Problem set —
1 - Translate this sentence from the SAGE Stats page into Spanish: "On the map, the District of Columbia appears to the right of the East Coast in order to make it easier to find."
2 - From the SAGE Stats page, reproduce word for word the part that opens with the words containing "About States" and closes with "the state indicated.".

Page extract —
** BEGIN **

Another common difference that users should be aware of is in the death rate figures. Many are listed as "age-adjusted," while others are straight raw rates. These figures are explained in their footnotes, but one should not be compared to the other without an understanding of the differences.

Median Value is included to give users a basis for comparing any particular location in question to an "average" location for this metric. The median value is calculated only for areas reporting data, which means it is the midpoint of locations with data, not all locations. The median value often gives a good reflection of how the data changes over time, but it should be noted: a) changes in the number of locations reporting data could affect the median and (b) the median is sometimes 0, which indicates that more than half of the counties reporting data reported zeroes.


About Place Codes

For metro area, county, city, ZIP Code, and ZCTA statistics users will find a column labeled “Place Code” in the table view and in downloaded files. For the most part, these numbers refer to standardized place identifiers created by the federal government. By using standardized codes, data from SAGE Stats can be more easily compared to data outside of the site. Please consult the following for more details:

  • Metro Areas: Statistics at the metro area-level include five-digit Federal Information Processing Standard (FIPS) codes. Be careful not to confuse these with ZIP Codes.
  • Counties: Statistics at the county-level include five-digit FIPS codes. The first two digits are the state code, with the following three digits representing the county within the state. Be careful not to confuse these with ZIP Codes.
  • Cities: Statistics at the city-level include geographic identifier codes used by the Census Bureau. Codes beginning “16000” indicate census “places.” Codes beginning in “06000” indicate county subdivisions. These prefixes are followed by further zeroes, “US”, the two-digit state FIPS code, and then the five-digit city identifier. For example, the city of Wilmington, NC, is designated by the following place code: 1600000US3774440. The important digits break down thusly: 16000 [indicates that it is a census place], 37 [North Carolina’s FIPS code], 74440 [Wilmington’s particular place code].
  • ZIP Codes and ZIP Code Tabulation Areas (ZCTA): Values in the “Place Code” column are the ZIP Codes/ZCTAs themselves.

About States

What you need to know:

  • All fifty U.S. states and the District of Columbia are included at the state level; hence, the ranks given are 1-51 rather than 1-50.
  • Two-digit state labels appear on the national map; where they could not be read due to the small area of some East Coast states, the labels stand off to the right or above with lines pointing to the state being referenced and terminating in a dot within the state indicated.
  • On the map, the District of Columbia appears to the right of the East Coast in order to make it easier to find.
  • U.S. state regional assignments are based on the four census regions defined by the Census Bureau: Northeast, Midwest, South, and West. Census divisions are not included on SAGE Stats.

About Cities

What you need to know:

  • Do not include all cities/towns in the United States.
  • Include approximately 1700 “Core Cities” that are fully featured on the site, with maps and location pages.

** END **

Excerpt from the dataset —
** BEGIN **

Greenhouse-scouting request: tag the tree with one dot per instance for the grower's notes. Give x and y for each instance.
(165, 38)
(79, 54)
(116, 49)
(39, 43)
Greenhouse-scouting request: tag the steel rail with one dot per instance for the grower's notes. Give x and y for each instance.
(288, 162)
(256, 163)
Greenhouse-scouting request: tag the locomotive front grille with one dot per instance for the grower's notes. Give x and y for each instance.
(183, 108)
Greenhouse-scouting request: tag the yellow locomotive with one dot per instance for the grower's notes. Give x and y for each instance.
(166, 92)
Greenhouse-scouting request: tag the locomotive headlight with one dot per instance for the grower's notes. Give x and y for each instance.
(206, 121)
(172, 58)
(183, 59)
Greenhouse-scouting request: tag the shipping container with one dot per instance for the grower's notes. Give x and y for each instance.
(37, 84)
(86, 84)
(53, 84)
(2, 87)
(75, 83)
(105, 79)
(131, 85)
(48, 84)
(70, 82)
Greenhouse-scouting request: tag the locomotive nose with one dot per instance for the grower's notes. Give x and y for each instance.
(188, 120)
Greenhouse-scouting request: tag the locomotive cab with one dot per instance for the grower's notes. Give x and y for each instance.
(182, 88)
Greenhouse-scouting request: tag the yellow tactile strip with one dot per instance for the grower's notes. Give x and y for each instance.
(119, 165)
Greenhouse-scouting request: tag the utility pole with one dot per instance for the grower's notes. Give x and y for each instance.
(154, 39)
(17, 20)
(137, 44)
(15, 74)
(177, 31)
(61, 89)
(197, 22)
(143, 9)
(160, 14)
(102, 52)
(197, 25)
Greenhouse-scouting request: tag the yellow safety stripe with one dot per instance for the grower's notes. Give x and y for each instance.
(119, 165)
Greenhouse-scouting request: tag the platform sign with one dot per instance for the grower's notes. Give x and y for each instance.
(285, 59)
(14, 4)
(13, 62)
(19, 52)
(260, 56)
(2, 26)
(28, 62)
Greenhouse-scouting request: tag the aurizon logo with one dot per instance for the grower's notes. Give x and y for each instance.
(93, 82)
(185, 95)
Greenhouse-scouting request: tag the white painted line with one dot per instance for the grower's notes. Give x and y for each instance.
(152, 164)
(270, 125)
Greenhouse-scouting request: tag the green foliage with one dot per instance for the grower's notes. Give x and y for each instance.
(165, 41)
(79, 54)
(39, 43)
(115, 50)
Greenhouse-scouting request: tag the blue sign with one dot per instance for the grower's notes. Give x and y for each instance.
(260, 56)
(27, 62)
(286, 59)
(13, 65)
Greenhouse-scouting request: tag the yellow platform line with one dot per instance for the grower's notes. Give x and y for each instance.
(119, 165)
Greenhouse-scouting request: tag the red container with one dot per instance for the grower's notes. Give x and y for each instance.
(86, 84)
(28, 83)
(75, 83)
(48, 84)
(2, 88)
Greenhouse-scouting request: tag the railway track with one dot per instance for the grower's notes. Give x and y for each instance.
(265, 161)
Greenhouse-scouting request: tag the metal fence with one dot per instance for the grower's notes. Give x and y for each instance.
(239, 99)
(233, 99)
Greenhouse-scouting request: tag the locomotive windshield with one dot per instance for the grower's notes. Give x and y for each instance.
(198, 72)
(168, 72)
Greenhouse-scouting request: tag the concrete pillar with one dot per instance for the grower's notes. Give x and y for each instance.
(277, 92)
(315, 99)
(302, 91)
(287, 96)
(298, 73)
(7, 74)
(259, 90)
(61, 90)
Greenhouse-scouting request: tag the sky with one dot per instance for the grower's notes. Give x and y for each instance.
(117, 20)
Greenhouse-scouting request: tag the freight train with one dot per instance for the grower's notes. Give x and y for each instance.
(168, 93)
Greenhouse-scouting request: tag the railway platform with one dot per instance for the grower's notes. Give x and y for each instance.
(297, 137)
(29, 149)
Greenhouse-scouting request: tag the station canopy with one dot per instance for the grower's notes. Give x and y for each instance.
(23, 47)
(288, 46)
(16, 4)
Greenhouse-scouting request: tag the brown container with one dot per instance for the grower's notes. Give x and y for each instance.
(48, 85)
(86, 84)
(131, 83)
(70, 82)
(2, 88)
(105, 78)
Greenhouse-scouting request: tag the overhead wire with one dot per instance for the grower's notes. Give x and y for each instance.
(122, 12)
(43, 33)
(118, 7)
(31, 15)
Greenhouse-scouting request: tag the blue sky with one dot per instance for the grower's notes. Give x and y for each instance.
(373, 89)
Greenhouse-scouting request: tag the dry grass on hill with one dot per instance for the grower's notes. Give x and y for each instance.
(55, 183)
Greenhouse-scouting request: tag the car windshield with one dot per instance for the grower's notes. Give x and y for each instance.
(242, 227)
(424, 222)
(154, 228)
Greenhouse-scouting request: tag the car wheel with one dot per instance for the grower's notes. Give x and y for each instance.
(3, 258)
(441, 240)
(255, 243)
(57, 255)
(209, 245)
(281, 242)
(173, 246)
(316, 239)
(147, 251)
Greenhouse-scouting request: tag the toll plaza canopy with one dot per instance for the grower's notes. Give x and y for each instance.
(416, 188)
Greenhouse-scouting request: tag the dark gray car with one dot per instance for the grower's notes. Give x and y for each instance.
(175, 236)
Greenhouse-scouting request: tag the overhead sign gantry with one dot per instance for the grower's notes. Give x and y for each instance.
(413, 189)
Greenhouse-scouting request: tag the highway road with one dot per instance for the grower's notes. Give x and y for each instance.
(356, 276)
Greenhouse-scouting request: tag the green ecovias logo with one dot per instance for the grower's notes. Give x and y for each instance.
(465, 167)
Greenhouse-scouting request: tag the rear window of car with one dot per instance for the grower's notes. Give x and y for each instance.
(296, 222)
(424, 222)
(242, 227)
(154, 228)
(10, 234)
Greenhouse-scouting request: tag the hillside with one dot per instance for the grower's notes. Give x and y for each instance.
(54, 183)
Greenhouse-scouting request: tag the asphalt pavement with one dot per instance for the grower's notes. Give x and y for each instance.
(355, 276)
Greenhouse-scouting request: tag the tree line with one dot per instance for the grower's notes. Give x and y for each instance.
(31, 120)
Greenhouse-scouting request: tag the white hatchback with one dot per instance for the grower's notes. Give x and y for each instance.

** END **

Answers per task —
1 - En el mapa, el Distrito de Columbia aparece a la derecha de la Costa Este para que sea más fácil encontrarlo.

2 -
About States

What you need to know:

  • All fifty U.S. states and the District of Columbia are included at the state level; hence, the ranks given are 1-51 rather than 1-50.
  • Two-digit state labels appear on the national map; where they could not be read due to the small area of some East Coast states, the labels stand off to the right or above with lines pointing to the state being referenced and terminating in a dot within the state indicated.